• [TEXTE SOURCE]
****************

Cure de contemporains

Comme chaque année à la même saison, Radio France nous a proposé son festival « Présences », le trentième, un shoot à haute dose de musique contemporaine ramassé sur un petit peu plus d’une semaine, du 7 au 16 février. L’occasion pour les fans de se délecter, et pour les autres, sait-on jamais, de faire quelque découverte. Quant à moi, je me situe plutôt dans le second camp.
Mercredi 12 février, sur la scène du bel auditorium aux chaudes couleurs rougeoyantes, l’Orchestre National de France était déployé au grand complet et même plus. Je crois que je ne l’avais jamais vu aussi pléthorique, sauf peut-être pour la « Symphonie des Mille » de Mahler avec le chœur en plus.

J’avais comme voisin un jeune enthousiaste qui battait la mesure et applaudit à tout rompre le premier morceau, « Sudden time », quinze minutes environ, signé du héros du festival, l’Anglais George Benjamin (formé notamment auprès de Messiaen).
Bien entendu, l’invité en chef du festival est monté sur l’estrade après cette exécution, ses cheveux blancs attestant de sa soixantaine et de sa célébrité, car il est très connu parmi ce monde assez étrange des fans de musique contemporaine.
À l’entracte, le jeune enthousiaste m’a montré sa partition du morceau, étrangement vide par endroit quand on compare à une partition classique. Puis m’a expliqué qu’il était étudiant, rêvait de devenir maestro, et faisait un stage à Radio France lui ayant permis de suivre les répétitions de ce soir. Il en avait fallu trois à cause du morceau de Boulez, qui viendrait en dernier. Mais sa mère, à ses côtés, lui répétait l’adage bien connu « Passe ton bac d’abord. »

Ce premier mets de quinze minutes m’a semblé un peu court pour m’imprégner de l’univers de Benjamin, d’ailleurs n’est-ce pas un réflexe de mélomane classique de vouloir s’imprégner d’un univers quand il s’agit de musique dite contemporaine ?
J’avais à peine eu le temps de me poser la question que le National, dirigé par Pascal Rophé, un spécialiste du genre, attaquait le second morceau, « Litanies pour violoncelle et orchestre » de Julian Anderson, même nationalité que George et sept ans plus jeune. L’orchestre s’était réduit, et il était indiqué sur le programme « commande de Radio France et du City of Birmingham Symphony Orchestra, création mondiale ».
Il y a toujours une sorte d’électricité dans la salle lors d’une création mondiale, et nos yeux étaient fixés sur le violoncelliste au premier plan, juste à gauche du chef.
Peu à peu, je remarquais que ce violoncelliste jouait sans partition, ce qui semblait tout à fait étonnant pour une « création mondiale ». L’homme, nommé Alban Gerhardt, faisait preuve d’une belle autorité, et j’appris à l’entracte, par une spectatrice, qu’il s’agissait d’un membre de la Philharmonie de Berlin, autant dire un crack.
D’ailleurs il était le dédicataire de ces litanies avec violoncelle, et visiblement et auditivement, Mister Anderson lui avait communiqué son œuvre avant ce soir. D’ailleurs lui aussi vint faire son petit tour de piste, mais heureusement, pas plus que son prédécesseur, ne fit le moindre discours, se contentant de courber la tête sous les applaudissements sans même sourire.

****************

• [DONNÉES EXTRAITES]
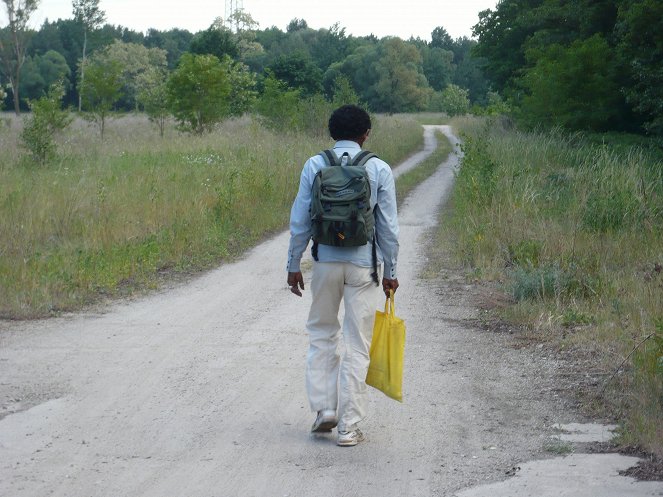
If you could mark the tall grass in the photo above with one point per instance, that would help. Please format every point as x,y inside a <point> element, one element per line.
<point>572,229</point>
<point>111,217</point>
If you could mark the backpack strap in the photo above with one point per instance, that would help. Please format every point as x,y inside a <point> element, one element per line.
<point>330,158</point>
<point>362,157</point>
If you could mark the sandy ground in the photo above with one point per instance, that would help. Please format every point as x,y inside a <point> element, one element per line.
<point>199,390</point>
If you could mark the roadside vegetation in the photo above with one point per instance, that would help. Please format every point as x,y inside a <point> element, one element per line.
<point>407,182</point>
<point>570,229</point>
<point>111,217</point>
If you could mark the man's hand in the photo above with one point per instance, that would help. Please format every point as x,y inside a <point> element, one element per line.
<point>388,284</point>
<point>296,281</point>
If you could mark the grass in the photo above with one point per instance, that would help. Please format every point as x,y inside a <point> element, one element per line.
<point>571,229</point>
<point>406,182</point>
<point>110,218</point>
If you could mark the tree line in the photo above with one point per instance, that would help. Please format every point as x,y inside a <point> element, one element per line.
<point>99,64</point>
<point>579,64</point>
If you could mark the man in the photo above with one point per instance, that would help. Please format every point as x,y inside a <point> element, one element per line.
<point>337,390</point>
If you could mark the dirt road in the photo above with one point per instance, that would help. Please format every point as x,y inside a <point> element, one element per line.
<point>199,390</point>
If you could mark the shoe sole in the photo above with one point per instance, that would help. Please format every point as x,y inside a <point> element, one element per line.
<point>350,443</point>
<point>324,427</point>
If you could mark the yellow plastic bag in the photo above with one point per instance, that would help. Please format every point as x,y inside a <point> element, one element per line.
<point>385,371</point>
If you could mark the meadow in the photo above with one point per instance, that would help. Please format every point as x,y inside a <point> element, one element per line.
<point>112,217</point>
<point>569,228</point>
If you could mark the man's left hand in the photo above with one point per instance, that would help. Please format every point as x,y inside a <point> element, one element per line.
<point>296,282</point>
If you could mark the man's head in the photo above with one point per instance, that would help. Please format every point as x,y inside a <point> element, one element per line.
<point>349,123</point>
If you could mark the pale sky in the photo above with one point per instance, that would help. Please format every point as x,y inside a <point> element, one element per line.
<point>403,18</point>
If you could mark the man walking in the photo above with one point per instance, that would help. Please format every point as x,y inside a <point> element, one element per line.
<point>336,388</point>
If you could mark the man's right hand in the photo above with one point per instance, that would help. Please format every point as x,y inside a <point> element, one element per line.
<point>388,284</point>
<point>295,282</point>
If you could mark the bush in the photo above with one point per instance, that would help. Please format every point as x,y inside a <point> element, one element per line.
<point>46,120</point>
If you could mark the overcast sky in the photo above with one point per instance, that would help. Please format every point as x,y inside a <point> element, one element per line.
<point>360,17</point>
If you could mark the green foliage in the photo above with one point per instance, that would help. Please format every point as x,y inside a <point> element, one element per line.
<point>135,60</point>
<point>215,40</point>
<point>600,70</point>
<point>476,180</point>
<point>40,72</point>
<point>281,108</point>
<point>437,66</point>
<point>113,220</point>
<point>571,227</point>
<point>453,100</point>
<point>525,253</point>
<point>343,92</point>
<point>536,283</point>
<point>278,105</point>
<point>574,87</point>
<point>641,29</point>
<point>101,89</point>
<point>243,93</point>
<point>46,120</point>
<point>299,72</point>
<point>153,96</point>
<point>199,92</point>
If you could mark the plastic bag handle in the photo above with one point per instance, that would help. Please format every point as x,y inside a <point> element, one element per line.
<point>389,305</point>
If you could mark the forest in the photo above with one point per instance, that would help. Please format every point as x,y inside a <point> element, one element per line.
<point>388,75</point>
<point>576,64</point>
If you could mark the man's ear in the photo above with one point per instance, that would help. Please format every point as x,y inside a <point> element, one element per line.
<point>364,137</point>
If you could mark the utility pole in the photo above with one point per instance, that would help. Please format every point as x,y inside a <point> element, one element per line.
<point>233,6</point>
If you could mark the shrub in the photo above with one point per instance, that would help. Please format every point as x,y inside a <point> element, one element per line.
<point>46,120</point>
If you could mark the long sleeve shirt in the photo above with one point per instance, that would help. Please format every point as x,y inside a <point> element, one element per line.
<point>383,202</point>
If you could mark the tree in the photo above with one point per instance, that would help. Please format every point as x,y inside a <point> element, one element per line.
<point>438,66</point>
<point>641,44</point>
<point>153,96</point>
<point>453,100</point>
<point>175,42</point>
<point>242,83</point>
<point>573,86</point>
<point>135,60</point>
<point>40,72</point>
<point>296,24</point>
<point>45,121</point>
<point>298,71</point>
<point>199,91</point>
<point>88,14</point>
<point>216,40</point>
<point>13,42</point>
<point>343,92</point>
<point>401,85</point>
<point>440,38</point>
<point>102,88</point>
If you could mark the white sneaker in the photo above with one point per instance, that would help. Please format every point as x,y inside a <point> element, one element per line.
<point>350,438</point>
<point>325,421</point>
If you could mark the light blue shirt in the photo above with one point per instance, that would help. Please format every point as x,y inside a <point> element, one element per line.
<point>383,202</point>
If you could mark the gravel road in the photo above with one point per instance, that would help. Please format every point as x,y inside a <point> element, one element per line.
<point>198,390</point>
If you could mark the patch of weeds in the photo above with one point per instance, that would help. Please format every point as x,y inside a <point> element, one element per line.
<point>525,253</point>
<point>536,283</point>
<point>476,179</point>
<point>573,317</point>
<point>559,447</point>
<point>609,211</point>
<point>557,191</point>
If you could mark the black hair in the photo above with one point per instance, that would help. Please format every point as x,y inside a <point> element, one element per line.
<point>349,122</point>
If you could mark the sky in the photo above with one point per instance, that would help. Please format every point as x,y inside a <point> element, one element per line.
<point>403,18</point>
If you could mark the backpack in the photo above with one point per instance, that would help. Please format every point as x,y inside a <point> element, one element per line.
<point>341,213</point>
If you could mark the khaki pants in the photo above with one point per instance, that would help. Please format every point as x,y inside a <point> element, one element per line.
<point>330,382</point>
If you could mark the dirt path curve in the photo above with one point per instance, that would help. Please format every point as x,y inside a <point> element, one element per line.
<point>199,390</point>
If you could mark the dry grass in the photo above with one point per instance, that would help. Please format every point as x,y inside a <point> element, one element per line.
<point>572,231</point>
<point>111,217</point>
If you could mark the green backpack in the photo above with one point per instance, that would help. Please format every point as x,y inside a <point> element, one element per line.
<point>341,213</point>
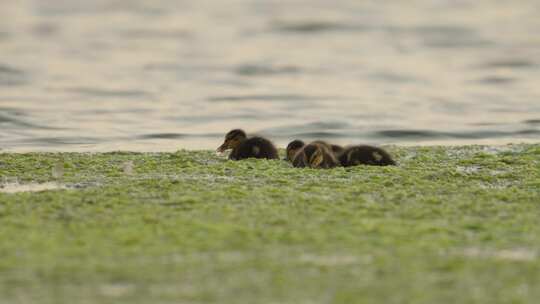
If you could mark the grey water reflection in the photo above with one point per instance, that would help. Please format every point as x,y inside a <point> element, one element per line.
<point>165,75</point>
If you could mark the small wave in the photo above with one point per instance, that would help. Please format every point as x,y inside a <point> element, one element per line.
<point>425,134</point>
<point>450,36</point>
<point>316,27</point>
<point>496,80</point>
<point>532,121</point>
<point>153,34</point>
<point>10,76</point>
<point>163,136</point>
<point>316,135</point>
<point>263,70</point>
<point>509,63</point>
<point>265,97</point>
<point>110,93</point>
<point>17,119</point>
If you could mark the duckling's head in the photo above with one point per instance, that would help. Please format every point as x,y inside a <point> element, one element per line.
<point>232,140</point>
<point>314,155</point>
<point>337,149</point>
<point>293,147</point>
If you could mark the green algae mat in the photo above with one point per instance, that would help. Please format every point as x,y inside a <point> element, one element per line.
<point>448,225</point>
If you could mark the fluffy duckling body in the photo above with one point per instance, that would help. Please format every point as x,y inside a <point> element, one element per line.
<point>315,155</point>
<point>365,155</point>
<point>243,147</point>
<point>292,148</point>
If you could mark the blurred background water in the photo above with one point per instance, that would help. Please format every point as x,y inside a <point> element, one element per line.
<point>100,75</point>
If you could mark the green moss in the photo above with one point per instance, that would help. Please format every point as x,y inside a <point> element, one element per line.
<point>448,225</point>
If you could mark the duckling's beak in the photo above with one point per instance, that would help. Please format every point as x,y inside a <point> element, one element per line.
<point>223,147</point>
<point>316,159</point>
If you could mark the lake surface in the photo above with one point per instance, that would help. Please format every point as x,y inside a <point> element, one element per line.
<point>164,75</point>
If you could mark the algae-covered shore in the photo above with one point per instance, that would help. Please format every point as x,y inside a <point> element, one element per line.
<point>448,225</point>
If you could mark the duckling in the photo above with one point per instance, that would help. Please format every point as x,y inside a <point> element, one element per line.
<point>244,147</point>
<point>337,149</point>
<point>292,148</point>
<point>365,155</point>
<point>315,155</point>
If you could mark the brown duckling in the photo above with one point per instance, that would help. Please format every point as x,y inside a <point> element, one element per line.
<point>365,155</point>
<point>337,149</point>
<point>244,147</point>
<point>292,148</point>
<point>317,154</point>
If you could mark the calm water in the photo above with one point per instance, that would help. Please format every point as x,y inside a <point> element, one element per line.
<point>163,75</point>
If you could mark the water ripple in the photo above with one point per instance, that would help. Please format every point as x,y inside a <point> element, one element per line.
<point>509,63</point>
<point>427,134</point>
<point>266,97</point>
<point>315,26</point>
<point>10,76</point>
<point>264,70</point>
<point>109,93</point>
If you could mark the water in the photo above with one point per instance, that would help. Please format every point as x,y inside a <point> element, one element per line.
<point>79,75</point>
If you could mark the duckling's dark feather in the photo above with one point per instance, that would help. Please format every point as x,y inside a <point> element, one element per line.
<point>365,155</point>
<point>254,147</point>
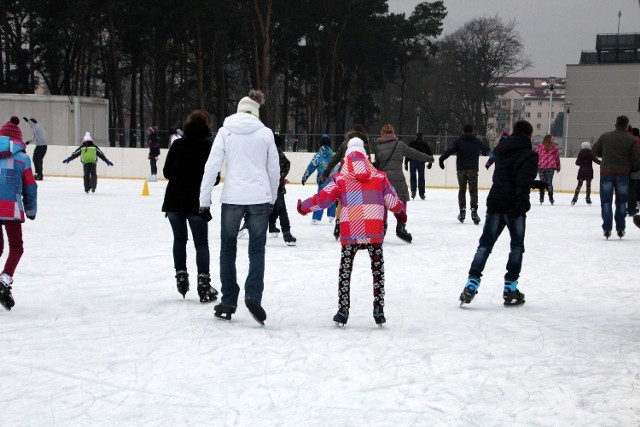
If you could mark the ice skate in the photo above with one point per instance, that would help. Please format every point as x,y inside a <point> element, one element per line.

****************

• [CONSIGNES]
1 - Dans le compte rendu du concert :
(a) Entre quelles dates s'est tenu le festival « Présences » ?
(b) Qui dirigeait l'Orchestre National de France ?
(c) Pourquoi avait-il fallu trois répétitions ?
2 - Quelles sont toutes les personnes désignées par leur nom dans le compte rendu du concert ?

• [RÉPONSES PAR CONSIGNE]
1 -
(a) Du 7 au 16 février.
(b) Pascal Rophé.
(c) À cause du morceau de Boulez.

2 - Mahler, George Benjamin, Messiaen, Boulez, Pascal Rophé, Julian Anderson, Alban Gerhardt.